Dataset records:

———

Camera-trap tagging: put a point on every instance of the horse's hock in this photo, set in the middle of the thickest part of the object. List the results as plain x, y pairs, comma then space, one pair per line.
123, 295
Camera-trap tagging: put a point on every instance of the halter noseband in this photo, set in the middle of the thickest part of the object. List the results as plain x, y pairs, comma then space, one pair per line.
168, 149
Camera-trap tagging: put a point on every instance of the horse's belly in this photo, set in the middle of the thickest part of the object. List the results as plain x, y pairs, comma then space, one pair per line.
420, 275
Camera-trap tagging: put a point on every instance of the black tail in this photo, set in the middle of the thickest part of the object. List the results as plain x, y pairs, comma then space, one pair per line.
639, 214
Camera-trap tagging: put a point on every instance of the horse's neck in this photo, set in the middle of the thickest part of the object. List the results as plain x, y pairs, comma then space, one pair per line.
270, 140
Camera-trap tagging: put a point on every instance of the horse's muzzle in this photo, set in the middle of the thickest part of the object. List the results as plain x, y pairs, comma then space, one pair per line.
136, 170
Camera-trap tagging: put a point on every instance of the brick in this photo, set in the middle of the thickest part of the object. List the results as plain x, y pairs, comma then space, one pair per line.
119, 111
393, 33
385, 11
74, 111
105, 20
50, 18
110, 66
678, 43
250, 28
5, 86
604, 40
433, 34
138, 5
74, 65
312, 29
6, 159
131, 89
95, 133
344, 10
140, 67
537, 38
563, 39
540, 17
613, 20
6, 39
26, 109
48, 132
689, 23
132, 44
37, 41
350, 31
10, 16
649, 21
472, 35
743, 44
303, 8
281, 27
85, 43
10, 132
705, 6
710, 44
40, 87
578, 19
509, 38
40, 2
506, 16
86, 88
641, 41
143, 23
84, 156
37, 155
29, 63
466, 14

———

EXERCISE PROMPT: Your task is to copy every entry above, exactly as written.

EXERCISE RESULT:
Camera-trap tagging: put a point on every instance of the horse's hock in this photo, set in the middle of the thickest part of the object. List the results as plain x, y pairs, comma then space, one pair per line.
123, 295
Camera-trap tagging: put a point on every instance of the halter noseband in this photo, set in the middle of the thickest part of the object. List the results as plain x, y pairs, comma then space, one pair per line.
168, 149
Camera-trap tagging: put a point on every instance of the horse's belly in this photo, set in the middle of the thickest part of the object. List the results as plain x, y pairs, comma then space, one pair per line.
420, 275
Camera-trap tagging: put a point on every instance of the black tail in this photo, set in the middle of the thickest part of the object. List the results as plain x, y pairs, comma then space, one pair per line.
639, 214
Camera-trap tagging: put a point on every instance of the horse's neck in this photo, set in the middle of the thickest part of the object. List the results as plain x, y pairs, comma then space, one pair per line.
270, 140
Camera-trap tagging: put a point on every instance of the horse's muzzle in this photo, set in the middle of the thickest part of the object. List the results as plain x, y pairs, comma then space, one pair per line.
136, 170
Camera-trap tagging: put a point on every instance of the brick in this photo, set in the middle of the thickest part of the object. List the results as plain x, y pairs, comma then space, one pair per line.
119, 111
393, 33
385, 11
74, 111
105, 20
50, 18
110, 66
678, 43
250, 28
5, 86
604, 40
433, 34
138, 5
74, 65
312, 29
6, 159
131, 89
95, 133
344, 10
140, 67
537, 38
563, 39
540, 17
613, 20
6, 39
26, 109
48, 132
689, 23
132, 44
37, 41
350, 31
10, 16
649, 21
472, 35
743, 44
303, 8
281, 27
85, 43
10, 132
705, 6
710, 44
40, 87
578, 19
509, 38
40, 2
506, 16
86, 88
641, 41
143, 23
84, 156
37, 155
29, 63
466, 14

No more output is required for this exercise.